▸ **Exercise**
Count the lines in the rows below that contain the word "helmet", treating uppercase and lowercase as different, and give only the number.

■ ■ ■ ■ ■ ■ ■

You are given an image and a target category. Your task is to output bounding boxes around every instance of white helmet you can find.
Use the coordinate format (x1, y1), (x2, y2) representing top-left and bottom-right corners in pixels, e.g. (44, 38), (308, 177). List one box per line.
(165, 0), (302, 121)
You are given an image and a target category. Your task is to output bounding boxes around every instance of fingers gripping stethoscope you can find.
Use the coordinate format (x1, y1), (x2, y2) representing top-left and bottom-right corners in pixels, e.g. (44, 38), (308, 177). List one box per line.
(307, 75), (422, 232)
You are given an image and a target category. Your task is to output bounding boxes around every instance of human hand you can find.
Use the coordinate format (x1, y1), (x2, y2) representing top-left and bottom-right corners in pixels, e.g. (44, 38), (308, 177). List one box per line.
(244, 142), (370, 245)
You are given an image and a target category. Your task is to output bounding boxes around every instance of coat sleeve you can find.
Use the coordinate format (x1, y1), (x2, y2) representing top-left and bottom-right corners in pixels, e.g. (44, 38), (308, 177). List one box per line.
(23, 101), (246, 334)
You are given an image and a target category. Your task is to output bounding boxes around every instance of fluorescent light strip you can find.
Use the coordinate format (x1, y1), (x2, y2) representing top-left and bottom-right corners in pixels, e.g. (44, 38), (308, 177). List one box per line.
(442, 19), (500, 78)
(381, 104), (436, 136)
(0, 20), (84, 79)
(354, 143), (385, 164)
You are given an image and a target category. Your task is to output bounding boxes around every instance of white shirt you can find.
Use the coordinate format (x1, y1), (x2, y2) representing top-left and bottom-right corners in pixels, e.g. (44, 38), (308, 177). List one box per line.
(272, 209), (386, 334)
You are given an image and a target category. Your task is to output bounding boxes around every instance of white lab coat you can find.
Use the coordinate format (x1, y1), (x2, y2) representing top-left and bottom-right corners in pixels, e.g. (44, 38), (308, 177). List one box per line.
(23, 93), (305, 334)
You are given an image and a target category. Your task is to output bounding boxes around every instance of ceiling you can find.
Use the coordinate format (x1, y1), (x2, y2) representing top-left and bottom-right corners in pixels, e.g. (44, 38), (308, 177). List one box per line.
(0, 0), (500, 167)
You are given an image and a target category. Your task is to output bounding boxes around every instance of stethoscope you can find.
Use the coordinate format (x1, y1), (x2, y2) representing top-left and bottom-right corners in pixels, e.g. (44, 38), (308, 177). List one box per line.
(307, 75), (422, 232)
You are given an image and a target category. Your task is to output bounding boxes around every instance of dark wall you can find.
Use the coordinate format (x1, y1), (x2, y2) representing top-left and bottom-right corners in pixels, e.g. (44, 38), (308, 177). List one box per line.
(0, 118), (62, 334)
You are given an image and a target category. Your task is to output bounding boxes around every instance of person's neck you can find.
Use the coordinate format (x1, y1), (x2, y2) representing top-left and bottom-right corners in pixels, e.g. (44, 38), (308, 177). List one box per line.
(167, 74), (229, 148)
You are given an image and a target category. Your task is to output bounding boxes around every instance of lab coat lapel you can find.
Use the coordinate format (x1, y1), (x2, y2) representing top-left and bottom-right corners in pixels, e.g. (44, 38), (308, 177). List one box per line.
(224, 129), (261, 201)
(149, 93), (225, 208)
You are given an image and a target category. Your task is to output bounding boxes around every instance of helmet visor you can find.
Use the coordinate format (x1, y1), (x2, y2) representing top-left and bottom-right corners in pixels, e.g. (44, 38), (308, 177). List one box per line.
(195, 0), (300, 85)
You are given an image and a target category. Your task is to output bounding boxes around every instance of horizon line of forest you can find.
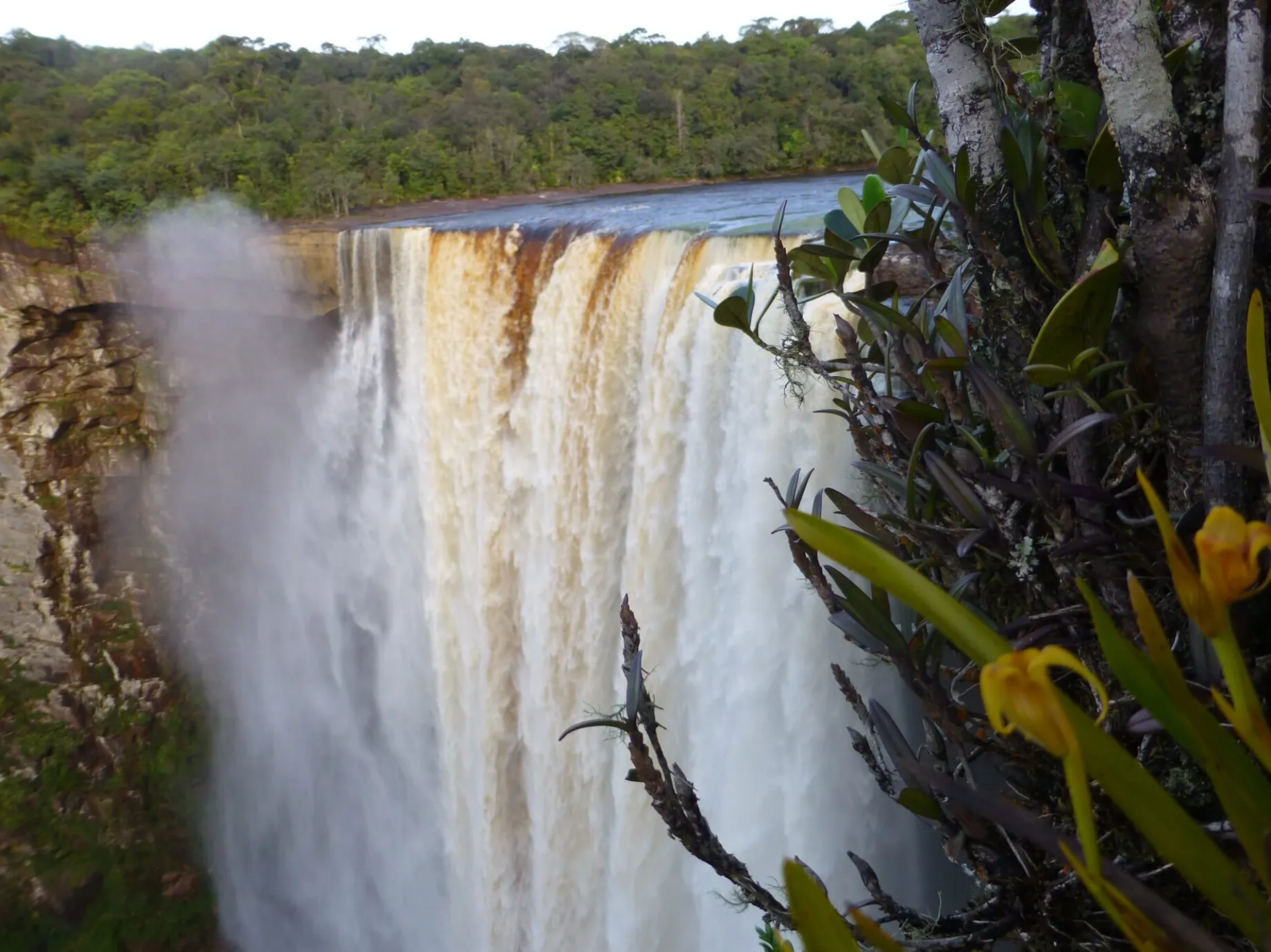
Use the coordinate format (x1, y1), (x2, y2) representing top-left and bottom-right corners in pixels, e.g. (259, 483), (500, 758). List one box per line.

■ ■ ■ ■ ■ ■ ■

▸ **Result of this task**
2